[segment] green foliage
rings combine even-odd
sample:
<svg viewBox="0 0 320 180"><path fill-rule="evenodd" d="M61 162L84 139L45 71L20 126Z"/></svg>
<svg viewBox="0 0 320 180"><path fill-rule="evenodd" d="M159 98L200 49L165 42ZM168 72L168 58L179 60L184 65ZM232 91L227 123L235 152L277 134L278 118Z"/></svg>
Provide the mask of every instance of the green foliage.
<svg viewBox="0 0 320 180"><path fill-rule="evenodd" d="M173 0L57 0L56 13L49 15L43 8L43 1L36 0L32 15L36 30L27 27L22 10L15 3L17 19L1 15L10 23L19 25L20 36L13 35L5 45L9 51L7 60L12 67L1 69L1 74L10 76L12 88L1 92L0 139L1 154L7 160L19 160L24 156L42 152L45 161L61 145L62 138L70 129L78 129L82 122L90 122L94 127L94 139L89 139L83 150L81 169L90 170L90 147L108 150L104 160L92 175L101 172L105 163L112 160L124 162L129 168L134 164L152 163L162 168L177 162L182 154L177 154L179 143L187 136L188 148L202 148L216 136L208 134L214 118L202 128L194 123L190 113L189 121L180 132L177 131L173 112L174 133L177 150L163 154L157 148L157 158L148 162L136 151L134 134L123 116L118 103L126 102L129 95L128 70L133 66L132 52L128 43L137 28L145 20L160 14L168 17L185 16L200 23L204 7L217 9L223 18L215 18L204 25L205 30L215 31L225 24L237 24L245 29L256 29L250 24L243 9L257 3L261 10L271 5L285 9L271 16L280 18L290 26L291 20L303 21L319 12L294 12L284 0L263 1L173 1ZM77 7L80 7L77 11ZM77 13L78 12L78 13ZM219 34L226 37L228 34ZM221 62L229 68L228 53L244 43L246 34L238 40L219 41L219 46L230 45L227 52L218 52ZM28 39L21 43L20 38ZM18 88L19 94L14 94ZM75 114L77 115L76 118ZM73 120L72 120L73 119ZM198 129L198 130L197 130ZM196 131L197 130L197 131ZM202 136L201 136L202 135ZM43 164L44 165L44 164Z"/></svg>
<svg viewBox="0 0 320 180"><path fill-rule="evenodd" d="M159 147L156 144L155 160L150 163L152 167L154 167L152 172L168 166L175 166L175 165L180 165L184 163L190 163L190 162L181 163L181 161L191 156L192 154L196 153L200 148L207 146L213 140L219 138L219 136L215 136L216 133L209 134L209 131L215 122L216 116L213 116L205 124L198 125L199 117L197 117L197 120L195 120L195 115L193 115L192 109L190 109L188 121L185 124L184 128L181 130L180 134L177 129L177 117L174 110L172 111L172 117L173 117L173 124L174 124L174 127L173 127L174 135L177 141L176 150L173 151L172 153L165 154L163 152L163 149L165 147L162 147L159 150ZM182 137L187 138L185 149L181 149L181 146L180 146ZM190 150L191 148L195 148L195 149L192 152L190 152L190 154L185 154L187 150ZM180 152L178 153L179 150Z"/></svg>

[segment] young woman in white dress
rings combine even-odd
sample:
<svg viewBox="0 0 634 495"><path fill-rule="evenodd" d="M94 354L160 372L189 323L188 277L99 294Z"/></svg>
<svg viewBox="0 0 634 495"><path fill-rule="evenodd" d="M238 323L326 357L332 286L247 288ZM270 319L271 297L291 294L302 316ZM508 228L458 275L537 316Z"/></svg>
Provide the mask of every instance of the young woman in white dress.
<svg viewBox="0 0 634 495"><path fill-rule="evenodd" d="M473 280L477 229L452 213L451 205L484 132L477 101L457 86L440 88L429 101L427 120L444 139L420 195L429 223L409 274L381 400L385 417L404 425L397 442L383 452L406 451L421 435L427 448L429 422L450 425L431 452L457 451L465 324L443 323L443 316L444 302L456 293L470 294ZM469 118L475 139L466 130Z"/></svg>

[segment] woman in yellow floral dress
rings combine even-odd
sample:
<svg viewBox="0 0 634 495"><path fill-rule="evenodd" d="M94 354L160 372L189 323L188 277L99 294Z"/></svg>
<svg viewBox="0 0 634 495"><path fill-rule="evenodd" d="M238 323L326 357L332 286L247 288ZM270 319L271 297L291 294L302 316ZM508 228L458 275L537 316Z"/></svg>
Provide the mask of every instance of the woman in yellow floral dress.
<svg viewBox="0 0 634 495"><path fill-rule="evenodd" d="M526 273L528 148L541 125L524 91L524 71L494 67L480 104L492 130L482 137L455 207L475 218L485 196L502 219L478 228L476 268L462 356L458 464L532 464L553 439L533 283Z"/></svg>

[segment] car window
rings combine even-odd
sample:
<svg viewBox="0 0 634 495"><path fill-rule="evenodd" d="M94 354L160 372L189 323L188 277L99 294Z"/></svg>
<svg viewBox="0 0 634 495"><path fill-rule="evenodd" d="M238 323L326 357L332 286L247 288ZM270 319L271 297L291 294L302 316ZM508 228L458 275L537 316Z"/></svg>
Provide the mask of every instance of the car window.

==================================================

§ **What you will do**
From the listing above, output exactly the run of lines that starts with the line containing "162L84 139L45 71L20" and ends with the line containing "98L200 49L165 42ZM168".

§ **Written response**
<svg viewBox="0 0 320 180"><path fill-rule="evenodd" d="M61 162L84 139L45 71L20 126Z"/></svg>
<svg viewBox="0 0 320 180"><path fill-rule="evenodd" d="M159 98L200 49L165 42ZM168 72L168 58L179 60L184 65ZM232 91L227 123L235 152L277 134L278 118Z"/></svg>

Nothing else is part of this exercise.